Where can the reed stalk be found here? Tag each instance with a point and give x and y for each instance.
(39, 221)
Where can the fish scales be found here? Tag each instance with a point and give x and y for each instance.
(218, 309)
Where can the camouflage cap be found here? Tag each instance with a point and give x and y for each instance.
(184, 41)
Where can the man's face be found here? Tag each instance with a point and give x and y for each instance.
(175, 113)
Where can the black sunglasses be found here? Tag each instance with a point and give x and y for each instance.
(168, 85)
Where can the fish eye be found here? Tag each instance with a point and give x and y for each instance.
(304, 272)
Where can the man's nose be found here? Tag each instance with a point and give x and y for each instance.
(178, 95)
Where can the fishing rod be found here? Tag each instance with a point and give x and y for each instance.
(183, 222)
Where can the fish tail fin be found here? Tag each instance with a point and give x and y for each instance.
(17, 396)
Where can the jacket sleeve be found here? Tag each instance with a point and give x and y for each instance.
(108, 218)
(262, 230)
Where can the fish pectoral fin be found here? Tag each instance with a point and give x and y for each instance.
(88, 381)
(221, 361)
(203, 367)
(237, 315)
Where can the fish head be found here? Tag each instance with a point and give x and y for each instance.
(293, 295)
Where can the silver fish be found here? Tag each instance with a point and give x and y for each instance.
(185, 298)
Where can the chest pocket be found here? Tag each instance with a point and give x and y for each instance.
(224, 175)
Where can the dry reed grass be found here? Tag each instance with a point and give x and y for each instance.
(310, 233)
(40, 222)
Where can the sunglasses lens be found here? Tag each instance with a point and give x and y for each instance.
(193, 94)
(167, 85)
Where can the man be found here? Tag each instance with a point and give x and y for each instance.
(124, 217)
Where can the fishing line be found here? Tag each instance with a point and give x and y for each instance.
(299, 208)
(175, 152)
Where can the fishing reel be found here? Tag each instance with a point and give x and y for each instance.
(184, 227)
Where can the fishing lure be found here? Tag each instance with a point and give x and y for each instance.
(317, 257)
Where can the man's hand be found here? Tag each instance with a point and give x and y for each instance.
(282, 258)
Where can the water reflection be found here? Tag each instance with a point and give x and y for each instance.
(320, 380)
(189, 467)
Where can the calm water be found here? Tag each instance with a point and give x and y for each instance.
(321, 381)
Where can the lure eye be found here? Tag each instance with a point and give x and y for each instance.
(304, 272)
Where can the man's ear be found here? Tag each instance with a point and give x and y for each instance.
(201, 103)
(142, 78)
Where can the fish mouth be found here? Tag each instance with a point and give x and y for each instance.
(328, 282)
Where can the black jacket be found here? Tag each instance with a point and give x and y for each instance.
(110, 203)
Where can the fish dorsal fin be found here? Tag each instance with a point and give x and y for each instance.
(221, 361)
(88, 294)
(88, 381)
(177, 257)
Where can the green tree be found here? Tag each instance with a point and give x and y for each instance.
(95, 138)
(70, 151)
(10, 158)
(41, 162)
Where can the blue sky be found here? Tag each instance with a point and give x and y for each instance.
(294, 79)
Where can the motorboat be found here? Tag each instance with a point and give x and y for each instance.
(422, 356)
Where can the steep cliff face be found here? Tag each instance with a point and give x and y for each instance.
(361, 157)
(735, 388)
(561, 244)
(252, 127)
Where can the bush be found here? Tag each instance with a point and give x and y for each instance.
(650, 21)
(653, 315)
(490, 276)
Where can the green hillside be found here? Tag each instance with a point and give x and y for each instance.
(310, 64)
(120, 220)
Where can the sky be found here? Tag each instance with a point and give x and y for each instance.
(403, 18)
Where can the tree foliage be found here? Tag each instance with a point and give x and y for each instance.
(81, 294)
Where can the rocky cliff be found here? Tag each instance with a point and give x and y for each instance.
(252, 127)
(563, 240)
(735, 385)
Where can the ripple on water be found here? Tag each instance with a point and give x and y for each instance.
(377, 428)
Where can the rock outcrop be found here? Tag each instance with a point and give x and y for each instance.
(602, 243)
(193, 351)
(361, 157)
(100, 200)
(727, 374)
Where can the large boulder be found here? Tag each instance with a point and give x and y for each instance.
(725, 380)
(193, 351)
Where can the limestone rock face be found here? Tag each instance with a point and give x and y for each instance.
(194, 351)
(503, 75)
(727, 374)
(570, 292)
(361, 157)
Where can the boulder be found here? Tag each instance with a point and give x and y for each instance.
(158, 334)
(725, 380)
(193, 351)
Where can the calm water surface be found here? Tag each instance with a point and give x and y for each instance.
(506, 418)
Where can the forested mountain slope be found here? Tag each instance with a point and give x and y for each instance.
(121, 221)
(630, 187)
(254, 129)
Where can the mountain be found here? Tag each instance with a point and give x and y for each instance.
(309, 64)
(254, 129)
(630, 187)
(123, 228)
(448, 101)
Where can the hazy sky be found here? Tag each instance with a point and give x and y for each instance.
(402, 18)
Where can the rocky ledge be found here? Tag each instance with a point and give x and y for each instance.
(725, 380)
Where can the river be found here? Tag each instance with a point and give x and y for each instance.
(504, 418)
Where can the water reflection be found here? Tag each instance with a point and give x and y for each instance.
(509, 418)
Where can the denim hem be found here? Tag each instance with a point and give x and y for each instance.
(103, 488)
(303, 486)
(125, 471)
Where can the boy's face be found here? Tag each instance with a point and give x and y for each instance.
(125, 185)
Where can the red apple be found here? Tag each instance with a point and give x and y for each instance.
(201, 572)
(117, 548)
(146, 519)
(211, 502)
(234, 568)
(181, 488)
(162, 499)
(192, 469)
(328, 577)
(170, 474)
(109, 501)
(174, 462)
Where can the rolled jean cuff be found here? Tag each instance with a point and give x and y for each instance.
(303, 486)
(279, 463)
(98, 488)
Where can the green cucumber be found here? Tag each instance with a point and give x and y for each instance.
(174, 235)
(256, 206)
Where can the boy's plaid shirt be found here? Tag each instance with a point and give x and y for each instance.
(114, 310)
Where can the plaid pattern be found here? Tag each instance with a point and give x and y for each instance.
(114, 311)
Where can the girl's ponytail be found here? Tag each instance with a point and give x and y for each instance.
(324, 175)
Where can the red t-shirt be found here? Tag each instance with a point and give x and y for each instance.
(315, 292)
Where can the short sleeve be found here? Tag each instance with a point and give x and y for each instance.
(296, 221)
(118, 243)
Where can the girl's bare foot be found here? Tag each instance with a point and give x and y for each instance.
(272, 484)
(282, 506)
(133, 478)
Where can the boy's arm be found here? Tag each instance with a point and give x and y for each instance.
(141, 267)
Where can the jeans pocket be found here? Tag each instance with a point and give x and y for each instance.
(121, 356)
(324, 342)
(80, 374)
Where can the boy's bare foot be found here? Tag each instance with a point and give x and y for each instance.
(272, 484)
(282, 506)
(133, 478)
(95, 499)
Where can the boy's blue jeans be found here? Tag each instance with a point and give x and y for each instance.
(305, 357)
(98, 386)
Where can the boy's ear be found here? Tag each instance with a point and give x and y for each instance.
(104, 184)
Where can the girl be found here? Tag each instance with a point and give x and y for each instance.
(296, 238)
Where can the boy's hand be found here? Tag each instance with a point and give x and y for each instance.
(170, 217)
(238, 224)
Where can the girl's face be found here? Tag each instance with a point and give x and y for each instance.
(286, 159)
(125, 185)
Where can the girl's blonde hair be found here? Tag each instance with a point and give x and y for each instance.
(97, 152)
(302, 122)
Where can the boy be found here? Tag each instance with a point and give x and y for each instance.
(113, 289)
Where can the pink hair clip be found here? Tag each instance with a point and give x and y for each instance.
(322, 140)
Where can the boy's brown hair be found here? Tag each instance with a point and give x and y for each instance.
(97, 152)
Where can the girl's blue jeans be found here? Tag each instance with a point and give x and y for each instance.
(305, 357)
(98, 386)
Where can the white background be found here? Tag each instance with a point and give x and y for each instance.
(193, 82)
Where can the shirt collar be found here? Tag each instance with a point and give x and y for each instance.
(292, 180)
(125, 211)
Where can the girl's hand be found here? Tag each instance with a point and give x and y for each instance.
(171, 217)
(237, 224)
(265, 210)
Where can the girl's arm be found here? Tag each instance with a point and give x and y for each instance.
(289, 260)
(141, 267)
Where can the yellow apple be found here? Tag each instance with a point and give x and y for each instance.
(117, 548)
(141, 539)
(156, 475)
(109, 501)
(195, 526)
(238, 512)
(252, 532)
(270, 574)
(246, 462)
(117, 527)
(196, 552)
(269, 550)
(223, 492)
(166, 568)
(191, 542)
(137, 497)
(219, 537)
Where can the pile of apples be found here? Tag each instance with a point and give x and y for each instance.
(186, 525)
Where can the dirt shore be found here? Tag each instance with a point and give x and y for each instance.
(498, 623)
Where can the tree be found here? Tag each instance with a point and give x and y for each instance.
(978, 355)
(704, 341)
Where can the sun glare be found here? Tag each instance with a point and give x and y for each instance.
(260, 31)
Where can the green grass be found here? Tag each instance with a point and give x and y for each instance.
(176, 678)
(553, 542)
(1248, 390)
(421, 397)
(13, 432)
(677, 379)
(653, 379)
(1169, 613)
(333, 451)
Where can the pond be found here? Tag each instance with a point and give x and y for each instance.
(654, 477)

-------

#### [WORK REQUIRED]
Could you output the lines above, exactly as written, from the one containing "Where can the dirt" through the last, with both ends included and no others?

#### [YOUR RESPONSE]
Where can the dirt shore be found here? Tag each instance with a point and give x and y for each instance.
(498, 623)
Where can the tree be found here? Tag each instance with a point and give x and y for each instance.
(978, 355)
(704, 341)
Where can the sun glare be found here? Tag each instance with a point and give x and y for each instance.
(260, 31)
Where can the green grass be found here? Tag each instance with a point and give x and y for each instance.
(176, 678)
(553, 542)
(1248, 390)
(421, 397)
(13, 432)
(677, 379)
(653, 379)
(1169, 613)
(333, 451)
Where can the pond be found here? Tag each instance with a point and give x and y for each instance.
(654, 477)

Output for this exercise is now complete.